Segment Open

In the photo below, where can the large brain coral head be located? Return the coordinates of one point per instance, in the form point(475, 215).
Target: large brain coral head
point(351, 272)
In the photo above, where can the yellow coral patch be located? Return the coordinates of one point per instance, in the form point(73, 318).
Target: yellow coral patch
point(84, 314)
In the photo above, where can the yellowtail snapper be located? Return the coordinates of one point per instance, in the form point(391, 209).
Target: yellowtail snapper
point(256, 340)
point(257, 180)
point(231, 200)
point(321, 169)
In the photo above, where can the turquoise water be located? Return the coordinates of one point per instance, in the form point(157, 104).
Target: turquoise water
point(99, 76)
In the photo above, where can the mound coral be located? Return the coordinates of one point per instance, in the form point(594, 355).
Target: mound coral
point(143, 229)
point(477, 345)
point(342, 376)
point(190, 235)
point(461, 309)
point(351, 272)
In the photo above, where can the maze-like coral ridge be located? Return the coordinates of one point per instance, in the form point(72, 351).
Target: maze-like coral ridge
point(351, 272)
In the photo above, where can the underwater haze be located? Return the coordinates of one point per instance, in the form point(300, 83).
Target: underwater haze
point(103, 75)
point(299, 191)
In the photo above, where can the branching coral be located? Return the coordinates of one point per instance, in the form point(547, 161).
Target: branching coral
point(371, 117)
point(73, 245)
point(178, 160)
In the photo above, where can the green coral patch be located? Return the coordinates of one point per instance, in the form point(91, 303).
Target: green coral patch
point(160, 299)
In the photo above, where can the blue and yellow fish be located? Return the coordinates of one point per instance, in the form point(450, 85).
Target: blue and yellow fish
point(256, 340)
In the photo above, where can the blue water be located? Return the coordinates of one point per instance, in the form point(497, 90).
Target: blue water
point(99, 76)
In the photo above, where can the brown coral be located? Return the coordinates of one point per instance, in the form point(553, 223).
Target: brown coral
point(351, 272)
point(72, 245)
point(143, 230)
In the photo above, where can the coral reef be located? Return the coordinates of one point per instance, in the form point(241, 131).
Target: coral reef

Segment Closed
Segment Open

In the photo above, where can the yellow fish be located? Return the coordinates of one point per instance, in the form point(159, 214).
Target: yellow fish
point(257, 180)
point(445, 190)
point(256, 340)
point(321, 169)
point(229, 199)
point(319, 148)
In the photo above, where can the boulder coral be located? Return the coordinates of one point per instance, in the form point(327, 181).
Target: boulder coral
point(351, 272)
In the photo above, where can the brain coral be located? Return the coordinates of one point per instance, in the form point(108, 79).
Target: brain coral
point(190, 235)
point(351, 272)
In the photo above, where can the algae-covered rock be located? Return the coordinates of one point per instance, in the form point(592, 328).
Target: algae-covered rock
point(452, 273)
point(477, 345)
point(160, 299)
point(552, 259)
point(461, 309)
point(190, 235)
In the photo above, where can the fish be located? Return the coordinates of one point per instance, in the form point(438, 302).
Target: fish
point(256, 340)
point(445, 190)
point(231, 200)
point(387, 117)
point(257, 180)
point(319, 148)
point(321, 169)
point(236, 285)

Segment Closed
Segment Open

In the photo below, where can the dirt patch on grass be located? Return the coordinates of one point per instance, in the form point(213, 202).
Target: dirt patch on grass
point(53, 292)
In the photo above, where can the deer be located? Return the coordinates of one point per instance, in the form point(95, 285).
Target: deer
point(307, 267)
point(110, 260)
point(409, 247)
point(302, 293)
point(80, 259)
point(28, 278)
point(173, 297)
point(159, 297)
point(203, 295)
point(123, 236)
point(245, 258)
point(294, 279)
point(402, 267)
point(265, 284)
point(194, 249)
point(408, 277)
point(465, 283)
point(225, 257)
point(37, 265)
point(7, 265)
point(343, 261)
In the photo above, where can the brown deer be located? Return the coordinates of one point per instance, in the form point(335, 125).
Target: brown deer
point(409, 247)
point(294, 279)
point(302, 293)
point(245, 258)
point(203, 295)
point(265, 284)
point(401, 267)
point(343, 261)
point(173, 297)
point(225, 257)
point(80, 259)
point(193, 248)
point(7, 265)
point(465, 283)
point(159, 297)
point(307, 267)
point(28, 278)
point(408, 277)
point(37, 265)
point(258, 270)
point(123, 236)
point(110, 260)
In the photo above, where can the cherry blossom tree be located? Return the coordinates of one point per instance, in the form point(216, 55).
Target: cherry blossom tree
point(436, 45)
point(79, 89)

Segment Closed

What is being asked: Look back at the entries above and repeat, unchanged, every line from the line holding "In the photo above, where can the brown coral" through the line holding "Target: coral reef".

Exercise response:
In the photo above, where can the brown coral be located? Return the coordinates of one point per instance, in the form point(553, 223).
Target: brown coral
point(351, 272)
point(72, 245)
point(143, 230)
In the photo above, where can the coral reef be located? Return the coordinates of one point per instance, in the form point(241, 131).
Target: coral reef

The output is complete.